### [What you will do]
Identify all lines of the data containing the string "machine" and copy them.

### [Input data]

▬▬▬▬▬▬

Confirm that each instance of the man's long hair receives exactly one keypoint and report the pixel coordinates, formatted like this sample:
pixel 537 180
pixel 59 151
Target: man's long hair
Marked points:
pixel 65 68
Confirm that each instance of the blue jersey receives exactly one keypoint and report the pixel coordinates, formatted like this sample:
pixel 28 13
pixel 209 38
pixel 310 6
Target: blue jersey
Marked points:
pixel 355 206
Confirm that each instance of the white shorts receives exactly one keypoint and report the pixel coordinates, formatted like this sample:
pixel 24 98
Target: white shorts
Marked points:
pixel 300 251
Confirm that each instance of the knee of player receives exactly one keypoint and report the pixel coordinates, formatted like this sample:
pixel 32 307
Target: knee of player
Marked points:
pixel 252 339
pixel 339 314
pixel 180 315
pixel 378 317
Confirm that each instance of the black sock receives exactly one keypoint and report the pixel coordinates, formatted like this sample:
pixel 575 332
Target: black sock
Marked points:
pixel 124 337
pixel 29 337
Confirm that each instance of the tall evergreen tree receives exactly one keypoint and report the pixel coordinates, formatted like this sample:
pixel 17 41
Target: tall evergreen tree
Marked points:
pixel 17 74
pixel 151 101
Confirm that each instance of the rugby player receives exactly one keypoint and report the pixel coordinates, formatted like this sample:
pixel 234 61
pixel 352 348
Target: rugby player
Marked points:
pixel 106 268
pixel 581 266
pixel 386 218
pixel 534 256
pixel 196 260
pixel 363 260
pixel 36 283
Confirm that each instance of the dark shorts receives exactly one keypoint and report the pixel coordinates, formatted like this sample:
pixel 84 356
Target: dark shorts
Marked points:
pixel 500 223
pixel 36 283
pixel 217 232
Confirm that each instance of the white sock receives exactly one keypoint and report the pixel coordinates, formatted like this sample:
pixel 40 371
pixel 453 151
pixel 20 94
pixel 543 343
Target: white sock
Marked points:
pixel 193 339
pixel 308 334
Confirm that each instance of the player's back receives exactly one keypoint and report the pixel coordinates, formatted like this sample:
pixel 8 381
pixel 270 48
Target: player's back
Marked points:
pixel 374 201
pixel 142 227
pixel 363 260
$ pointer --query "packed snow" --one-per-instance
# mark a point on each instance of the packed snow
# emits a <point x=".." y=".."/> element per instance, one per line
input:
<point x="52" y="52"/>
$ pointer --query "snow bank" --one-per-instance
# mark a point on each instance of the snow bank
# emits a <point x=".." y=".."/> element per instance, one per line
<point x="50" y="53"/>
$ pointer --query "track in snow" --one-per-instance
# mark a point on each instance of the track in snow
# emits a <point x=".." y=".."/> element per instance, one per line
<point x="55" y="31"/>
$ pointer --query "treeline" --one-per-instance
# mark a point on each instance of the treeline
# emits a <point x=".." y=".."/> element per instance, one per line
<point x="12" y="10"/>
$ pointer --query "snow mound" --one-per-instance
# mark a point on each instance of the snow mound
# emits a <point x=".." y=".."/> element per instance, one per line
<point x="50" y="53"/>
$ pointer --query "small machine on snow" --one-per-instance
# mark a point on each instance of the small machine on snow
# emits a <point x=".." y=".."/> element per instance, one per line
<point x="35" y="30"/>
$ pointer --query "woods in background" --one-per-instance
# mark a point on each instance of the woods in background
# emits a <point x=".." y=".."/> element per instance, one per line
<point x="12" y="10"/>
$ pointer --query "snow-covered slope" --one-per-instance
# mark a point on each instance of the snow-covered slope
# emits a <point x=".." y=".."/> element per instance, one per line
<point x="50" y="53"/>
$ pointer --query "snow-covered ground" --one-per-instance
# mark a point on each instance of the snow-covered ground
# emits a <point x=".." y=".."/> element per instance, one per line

▬▬▬▬▬▬

### [Answer space]
$ pointer --query "small machine on snow" --one-per-instance
# mark a point on each instance of the small machine on snow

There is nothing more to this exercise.